Which lines below hold the word "coat"? Report each one.

==== INPUT RECORDS ====

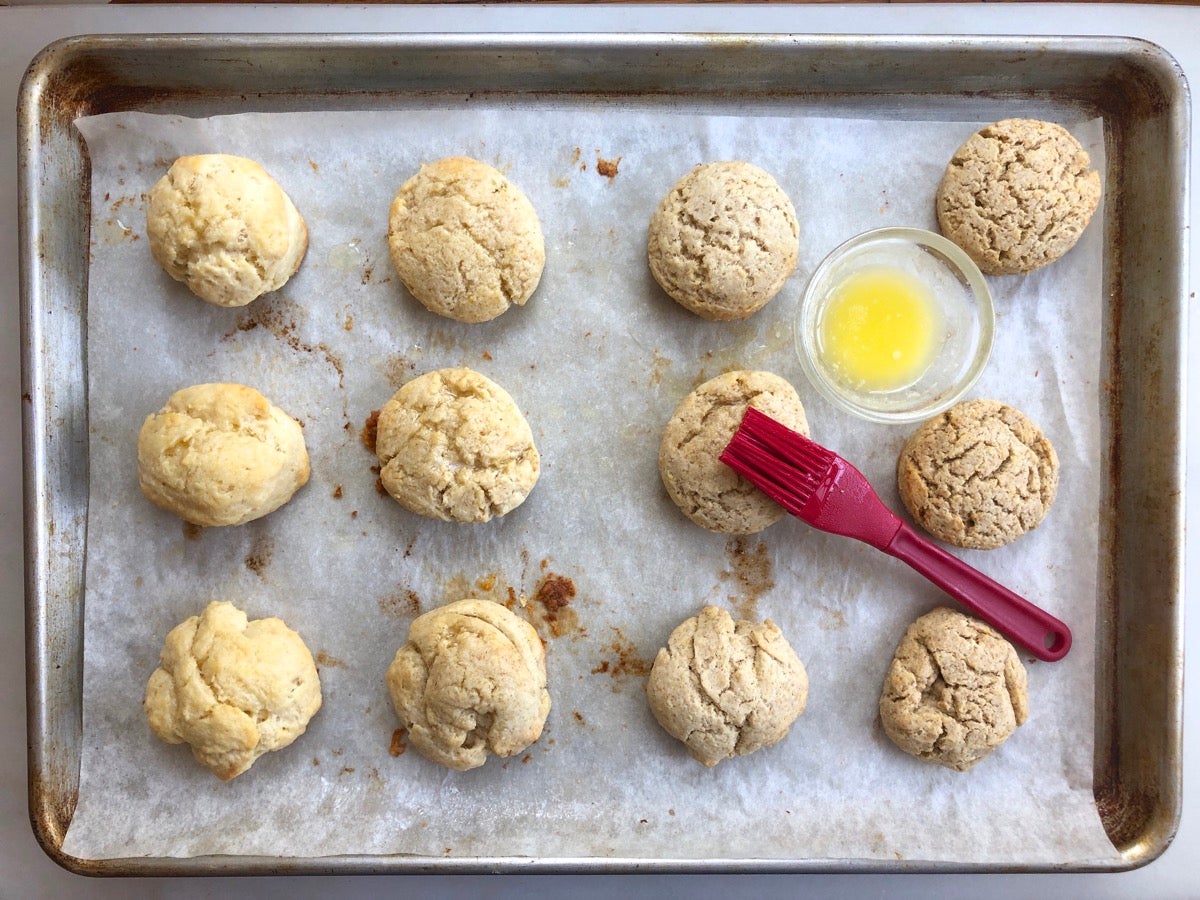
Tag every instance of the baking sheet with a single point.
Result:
(598, 361)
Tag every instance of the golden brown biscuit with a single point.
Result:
(465, 240)
(706, 490)
(954, 691)
(979, 475)
(232, 689)
(222, 226)
(221, 455)
(469, 681)
(454, 445)
(1018, 195)
(724, 240)
(726, 688)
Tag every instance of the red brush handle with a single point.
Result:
(1035, 629)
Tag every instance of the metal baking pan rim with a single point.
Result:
(1146, 78)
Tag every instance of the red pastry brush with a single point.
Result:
(816, 485)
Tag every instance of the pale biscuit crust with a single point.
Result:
(724, 240)
(232, 689)
(1018, 195)
(979, 475)
(469, 682)
(221, 455)
(706, 490)
(954, 691)
(465, 240)
(222, 226)
(454, 445)
(726, 688)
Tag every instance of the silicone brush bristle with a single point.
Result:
(785, 466)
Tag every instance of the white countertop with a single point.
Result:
(28, 873)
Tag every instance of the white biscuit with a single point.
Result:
(222, 226)
(221, 454)
(454, 445)
(465, 240)
(232, 689)
(469, 681)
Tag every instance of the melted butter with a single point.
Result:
(879, 330)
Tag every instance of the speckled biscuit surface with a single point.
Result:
(465, 240)
(954, 693)
(706, 490)
(232, 689)
(978, 475)
(724, 240)
(454, 445)
(1018, 195)
(471, 681)
(726, 688)
(221, 455)
(223, 227)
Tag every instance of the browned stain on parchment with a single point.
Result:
(750, 571)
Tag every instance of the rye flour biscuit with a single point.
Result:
(724, 240)
(706, 490)
(954, 693)
(979, 475)
(1018, 195)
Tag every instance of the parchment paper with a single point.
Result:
(598, 361)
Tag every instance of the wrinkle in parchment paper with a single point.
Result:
(597, 360)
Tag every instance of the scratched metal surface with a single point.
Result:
(1137, 89)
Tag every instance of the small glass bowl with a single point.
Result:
(960, 351)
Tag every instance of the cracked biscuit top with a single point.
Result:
(1018, 195)
(454, 445)
(232, 689)
(222, 226)
(221, 455)
(726, 688)
(724, 240)
(954, 693)
(979, 475)
(471, 681)
(465, 240)
(706, 490)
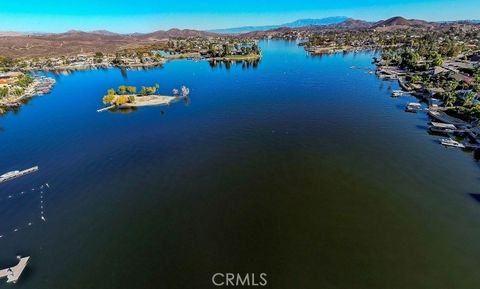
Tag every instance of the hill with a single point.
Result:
(295, 24)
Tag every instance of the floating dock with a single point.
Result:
(13, 273)
(16, 174)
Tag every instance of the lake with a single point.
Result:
(300, 167)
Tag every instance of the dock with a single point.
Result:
(445, 118)
(13, 273)
(16, 174)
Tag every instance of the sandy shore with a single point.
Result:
(150, 100)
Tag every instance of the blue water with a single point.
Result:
(300, 167)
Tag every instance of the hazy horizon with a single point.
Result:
(146, 16)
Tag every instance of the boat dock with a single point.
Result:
(16, 174)
(443, 117)
(13, 273)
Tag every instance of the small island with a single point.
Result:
(127, 97)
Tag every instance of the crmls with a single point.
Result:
(237, 279)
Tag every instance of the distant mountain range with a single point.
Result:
(303, 24)
(294, 24)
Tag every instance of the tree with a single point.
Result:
(450, 98)
(3, 91)
(122, 89)
(109, 98)
(469, 99)
(132, 89)
(437, 59)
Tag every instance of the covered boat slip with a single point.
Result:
(13, 273)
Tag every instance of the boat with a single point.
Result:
(398, 92)
(413, 107)
(15, 174)
(452, 143)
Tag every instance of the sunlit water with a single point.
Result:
(302, 168)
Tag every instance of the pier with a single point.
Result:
(13, 273)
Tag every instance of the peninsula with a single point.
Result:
(127, 97)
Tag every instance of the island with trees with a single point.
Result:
(127, 97)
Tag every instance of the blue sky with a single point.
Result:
(145, 16)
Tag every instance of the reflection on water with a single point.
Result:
(301, 168)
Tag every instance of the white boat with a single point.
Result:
(452, 143)
(413, 107)
(397, 93)
(15, 174)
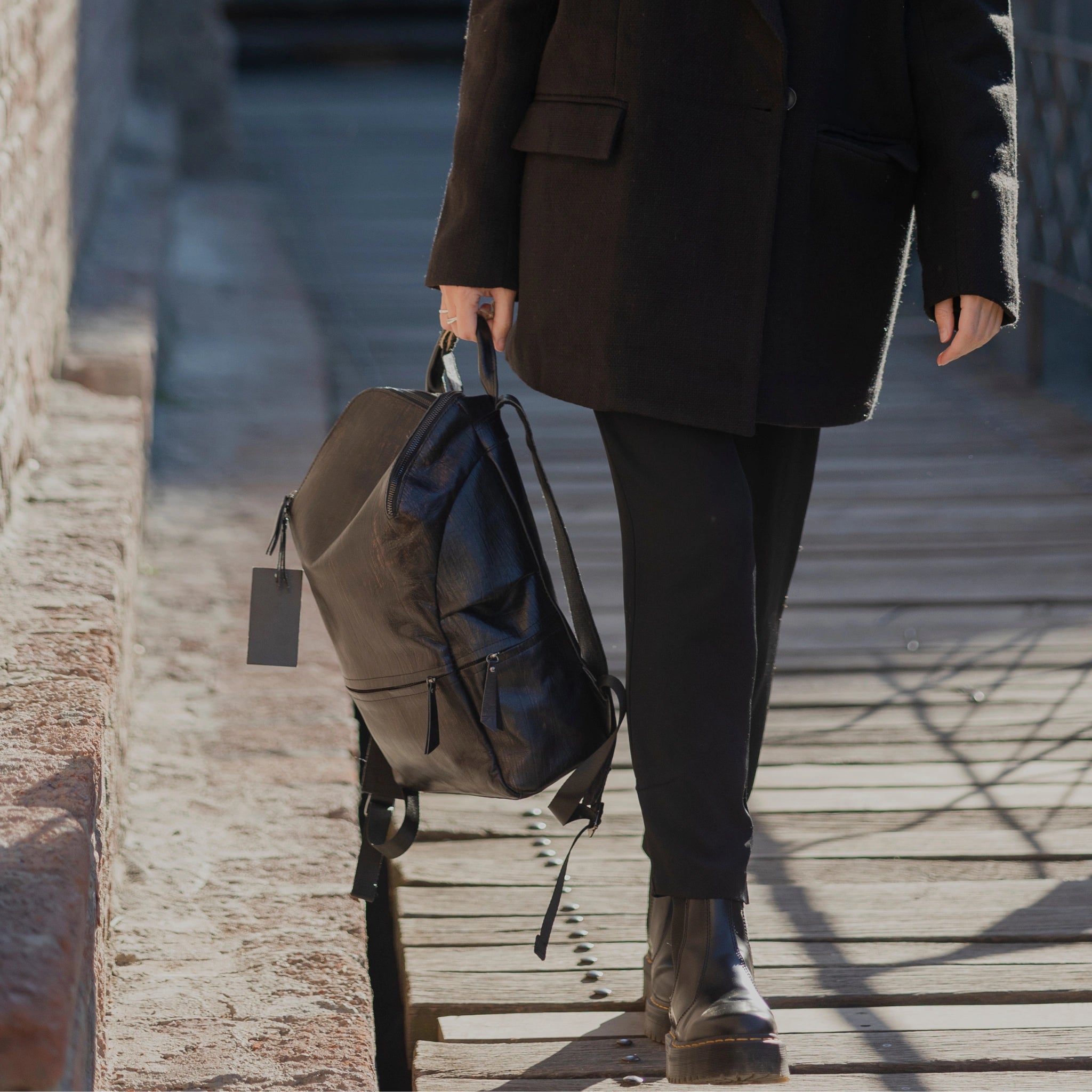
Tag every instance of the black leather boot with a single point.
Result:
(722, 1031)
(659, 970)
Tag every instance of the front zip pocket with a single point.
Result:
(491, 695)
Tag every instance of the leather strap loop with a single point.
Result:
(437, 375)
(378, 824)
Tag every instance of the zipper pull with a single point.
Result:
(433, 734)
(491, 696)
(281, 536)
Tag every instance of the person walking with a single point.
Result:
(706, 210)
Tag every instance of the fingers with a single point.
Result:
(945, 314)
(459, 310)
(461, 306)
(980, 322)
(504, 301)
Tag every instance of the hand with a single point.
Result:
(979, 323)
(463, 306)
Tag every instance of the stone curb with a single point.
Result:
(68, 561)
(68, 568)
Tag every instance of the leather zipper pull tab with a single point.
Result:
(280, 540)
(491, 695)
(433, 735)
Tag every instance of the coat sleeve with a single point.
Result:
(961, 61)
(478, 238)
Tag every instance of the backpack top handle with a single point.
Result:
(443, 373)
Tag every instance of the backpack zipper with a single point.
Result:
(413, 446)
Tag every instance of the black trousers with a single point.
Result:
(711, 527)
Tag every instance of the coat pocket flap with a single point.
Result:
(582, 128)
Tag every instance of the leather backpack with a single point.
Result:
(420, 545)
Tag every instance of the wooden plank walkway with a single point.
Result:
(922, 903)
(922, 899)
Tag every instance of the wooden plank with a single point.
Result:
(809, 1053)
(614, 956)
(993, 1081)
(1005, 798)
(622, 860)
(893, 754)
(488, 991)
(521, 929)
(483, 821)
(1071, 688)
(970, 721)
(1011, 910)
(565, 1027)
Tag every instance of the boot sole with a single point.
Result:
(657, 1020)
(726, 1062)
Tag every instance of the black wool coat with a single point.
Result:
(707, 206)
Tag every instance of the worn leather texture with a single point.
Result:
(714, 993)
(415, 532)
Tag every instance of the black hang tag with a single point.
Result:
(275, 617)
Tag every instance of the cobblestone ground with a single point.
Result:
(238, 958)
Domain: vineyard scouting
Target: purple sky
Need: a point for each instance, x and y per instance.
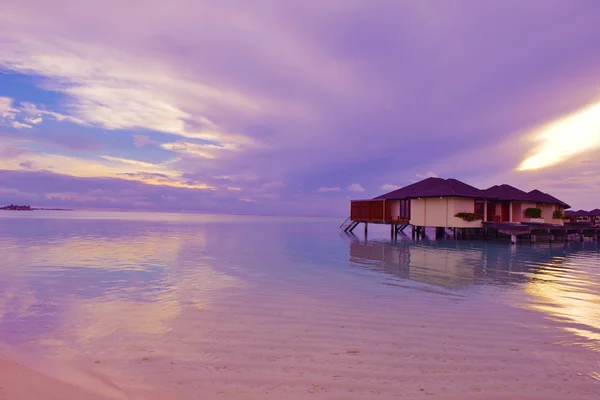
(294, 107)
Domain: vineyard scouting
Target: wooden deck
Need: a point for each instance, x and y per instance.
(531, 231)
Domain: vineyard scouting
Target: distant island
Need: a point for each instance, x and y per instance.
(13, 207)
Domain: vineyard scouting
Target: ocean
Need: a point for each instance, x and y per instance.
(187, 306)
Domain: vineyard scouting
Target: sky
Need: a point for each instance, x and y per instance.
(293, 107)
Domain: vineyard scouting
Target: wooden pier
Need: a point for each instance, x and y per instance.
(526, 232)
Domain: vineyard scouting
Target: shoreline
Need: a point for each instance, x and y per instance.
(19, 382)
(30, 376)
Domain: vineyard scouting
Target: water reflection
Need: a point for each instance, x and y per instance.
(561, 280)
(67, 282)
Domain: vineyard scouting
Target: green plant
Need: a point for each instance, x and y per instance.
(533, 212)
(558, 214)
(469, 217)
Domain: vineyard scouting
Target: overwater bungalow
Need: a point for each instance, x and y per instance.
(513, 205)
(577, 216)
(452, 204)
(584, 217)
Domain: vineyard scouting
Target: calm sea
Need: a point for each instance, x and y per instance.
(121, 289)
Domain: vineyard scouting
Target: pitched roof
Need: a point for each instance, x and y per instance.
(507, 192)
(435, 187)
(540, 197)
(578, 213)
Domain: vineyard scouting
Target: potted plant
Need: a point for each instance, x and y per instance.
(533, 212)
(469, 217)
(558, 214)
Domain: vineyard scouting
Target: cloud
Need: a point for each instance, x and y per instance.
(564, 138)
(355, 187)
(208, 108)
(203, 150)
(427, 175)
(273, 185)
(389, 187)
(142, 140)
(5, 106)
(328, 189)
(19, 125)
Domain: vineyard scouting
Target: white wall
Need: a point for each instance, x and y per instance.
(440, 212)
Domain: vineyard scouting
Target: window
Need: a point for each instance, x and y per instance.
(479, 206)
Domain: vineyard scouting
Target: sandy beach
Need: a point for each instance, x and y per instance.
(266, 347)
(192, 315)
(18, 382)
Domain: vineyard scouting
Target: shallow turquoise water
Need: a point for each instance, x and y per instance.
(69, 280)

====

- _FINAL ANSWER_
Tag every instance of the coat sleeve with a single point.
Tag every instance of the coat pocket flap with a single point.
Tag every instance of the black wool coat with a single point.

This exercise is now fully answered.